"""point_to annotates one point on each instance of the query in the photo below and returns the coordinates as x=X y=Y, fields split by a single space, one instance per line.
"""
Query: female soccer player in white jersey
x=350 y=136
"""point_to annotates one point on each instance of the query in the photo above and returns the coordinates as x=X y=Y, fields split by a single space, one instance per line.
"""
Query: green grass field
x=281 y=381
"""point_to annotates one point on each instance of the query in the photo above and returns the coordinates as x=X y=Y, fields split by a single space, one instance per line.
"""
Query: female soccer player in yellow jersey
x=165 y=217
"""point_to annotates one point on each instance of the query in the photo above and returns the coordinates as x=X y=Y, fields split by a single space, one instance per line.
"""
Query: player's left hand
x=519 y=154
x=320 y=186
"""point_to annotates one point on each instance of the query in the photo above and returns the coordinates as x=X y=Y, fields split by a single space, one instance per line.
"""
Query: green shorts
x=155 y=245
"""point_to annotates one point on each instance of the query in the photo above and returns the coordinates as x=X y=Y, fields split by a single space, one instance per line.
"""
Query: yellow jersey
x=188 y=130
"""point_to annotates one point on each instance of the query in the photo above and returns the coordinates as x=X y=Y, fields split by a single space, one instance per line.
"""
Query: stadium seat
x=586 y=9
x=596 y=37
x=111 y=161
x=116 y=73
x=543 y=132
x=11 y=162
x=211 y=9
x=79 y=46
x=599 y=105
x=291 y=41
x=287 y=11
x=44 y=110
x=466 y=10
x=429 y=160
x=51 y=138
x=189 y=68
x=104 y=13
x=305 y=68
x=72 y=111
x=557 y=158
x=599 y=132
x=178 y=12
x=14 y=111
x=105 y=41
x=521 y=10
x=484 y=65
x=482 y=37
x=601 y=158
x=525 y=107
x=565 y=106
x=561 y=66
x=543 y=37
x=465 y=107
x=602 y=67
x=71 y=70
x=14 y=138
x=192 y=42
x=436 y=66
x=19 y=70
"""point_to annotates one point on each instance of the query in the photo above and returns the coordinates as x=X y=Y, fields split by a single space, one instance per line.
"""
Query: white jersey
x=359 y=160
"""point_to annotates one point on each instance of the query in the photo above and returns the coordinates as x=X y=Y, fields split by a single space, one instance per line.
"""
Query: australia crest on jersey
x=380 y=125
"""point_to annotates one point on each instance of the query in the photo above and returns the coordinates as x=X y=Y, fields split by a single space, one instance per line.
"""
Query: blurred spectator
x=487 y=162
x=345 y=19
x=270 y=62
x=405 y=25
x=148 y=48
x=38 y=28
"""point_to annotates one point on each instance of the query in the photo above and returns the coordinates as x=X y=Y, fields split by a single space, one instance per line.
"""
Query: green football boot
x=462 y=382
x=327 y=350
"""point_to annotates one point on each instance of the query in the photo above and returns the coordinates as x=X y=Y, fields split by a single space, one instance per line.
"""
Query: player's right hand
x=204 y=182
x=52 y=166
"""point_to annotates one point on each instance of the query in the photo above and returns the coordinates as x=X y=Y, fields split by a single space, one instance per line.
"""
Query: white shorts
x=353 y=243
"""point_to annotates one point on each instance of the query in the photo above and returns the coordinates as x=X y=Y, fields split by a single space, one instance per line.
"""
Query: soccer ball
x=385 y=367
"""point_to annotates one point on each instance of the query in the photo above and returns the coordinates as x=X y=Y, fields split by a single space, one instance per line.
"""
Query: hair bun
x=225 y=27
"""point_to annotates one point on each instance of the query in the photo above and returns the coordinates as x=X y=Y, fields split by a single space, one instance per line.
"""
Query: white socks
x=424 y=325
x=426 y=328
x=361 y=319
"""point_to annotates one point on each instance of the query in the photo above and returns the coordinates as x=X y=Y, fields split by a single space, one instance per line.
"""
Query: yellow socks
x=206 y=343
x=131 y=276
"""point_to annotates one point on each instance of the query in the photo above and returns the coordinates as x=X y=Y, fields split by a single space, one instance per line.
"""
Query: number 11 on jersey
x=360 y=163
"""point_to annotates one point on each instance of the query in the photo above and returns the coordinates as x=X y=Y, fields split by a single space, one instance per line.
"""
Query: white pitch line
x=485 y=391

********************

= Problem to work on =
Reproduce the records above exactly, character for character.

= Worked solution =
"""point_to annotates one point on each instance of the query in the photo below and returns the coordinates as x=X y=Y, fields split by a single space, one instance per line.
"""
Query: female soccer player in white jersey
x=350 y=136
"""point_to annotates one point on each instance of the query in the photo above and returns the coordinates as x=X y=Y, fields split by a single space, one instance per line.
"""
Query: green grass field
x=281 y=381
"""point_to annotates one point on each instance of the query in the photo above and returns the coordinates as x=X y=Y, fields split by a single space, one instance per line.
"""
Query: female soccer player in yellow jersey
x=165 y=217
"""point_to annotates one point on each instance of the query in the photo above and returns the coordinates as x=X y=Y, fields split by a single space, one instance per line.
"""
Query: player's left hand
x=519 y=154
x=320 y=186
"""point_to annotates one point on each instance of the query in the photo above and returns the coordinates as x=X y=Y, fields split by a single space, one instance per line.
"""
Query: green shorts
x=155 y=245
"""point_to annotates one point on each instance of the query in the photo above and returns the coordinates as x=X y=Y, fields split by a single space, one instance per line.
"""
Query: yellow jersey
x=188 y=130
"""point_to annotates one point on each instance of the query in the photo above and returns the coordinates as x=X y=Y, fields split by a single space, one instance per line.
"""
Query: stadium seat
x=586 y=9
x=596 y=37
x=111 y=161
x=116 y=73
x=543 y=132
x=11 y=162
x=211 y=9
x=79 y=46
x=599 y=105
x=291 y=41
x=287 y=11
x=44 y=110
x=466 y=10
x=429 y=160
x=51 y=138
x=189 y=68
x=104 y=13
x=305 y=68
x=72 y=111
x=557 y=158
x=599 y=132
x=178 y=12
x=14 y=111
x=105 y=41
x=521 y=10
x=484 y=65
x=482 y=37
x=601 y=158
x=525 y=107
x=565 y=106
x=561 y=66
x=543 y=37
x=465 y=107
x=602 y=67
x=71 y=70
x=14 y=138
x=192 y=42
x=436 y=66
x=19 y=70
"""point_to annotates one point on each instance of the query in the photo above and returns the coordinates as x=X y=Y, fields split by a single space, one instance per line.
"""
Query: white jersey
x=359 y=160
"""point_to annotates one point on each instance of the query in the photo above and returns the coordinates as x=X y=Y, fields split by a single space, one instance per line.
"""
Query: australia crest on jersey
x=380 y=125
"""point_to annotates one point on each instance of the query in the photo above and returns the coordinates as x=X y=Y, fields split by a single space, one instance per line.
"""
Query: blurred spectator
x=487 y=162
x=345 y=19
x=270 y=62
x=405 y=25
x=148 y=48
x=38 y=28
"""point_to annotates one point on each instance of the query in the photo above and returns the coordinates as x=X y=Y, fields split by a single space, one instance per line.
"""
Query: green football boot
x=462 y=382
x=327 y=350
"""point_to annotates one point on each instance of the query in the photo above and returns the coordinates as x=X y=Y, fields split by a single space, one instance per line.
"""
Query: player's right hand
x=204 y=182
x=52 y=166
"""point_to annotates one point on each instance of the query in the photo above and returns the coordinates as x=X y=Y, fields split by a single space, one instance per line.
"""
Query: white shorts
x=353 y=243
"""point_to annotates one point on each instance of the query in the photo above and returns the coordinates as x=X y=Y, fields split by a single space, one instance per line.
"""
Query: soccer ball
x=385 y=367
"""point_to annotates one point on each instance of the query in the photo above and returns the coordinates as x=X y=Y, fields split by a single space, one instance per line.
"""
Query: hair bun
x=225 y=27
"""point_to annotates one point on each instance of the query in the photo above and returns the coordinates as x=X y=Y, fields split by a single space, one instance per line.
"""
Query: white socks
x=424 y=325
x=426 y=328
x=361 y=319
"""point_to annotates one point on each instance of the query in the photo above and returns the coordinates as x=X y=Y, fields split by a single space, one instance per line.
"""
Query: yellow socks
x=206 y=343
x=131 y=276
"""point_to annotates one point on each instance of the query in the photo above and returns the coordinates as x=X y=Y, fields split by a single space, one instance per line.
"""
Query: number 11 on jersey
x=360 y=163
"""point_to annotates one point on each instance of the query in the photo above and returns the coordinates as x=X y=Y, fields split by a single space, one instance per line.
"""
Query: white pitch line
x=485 y=391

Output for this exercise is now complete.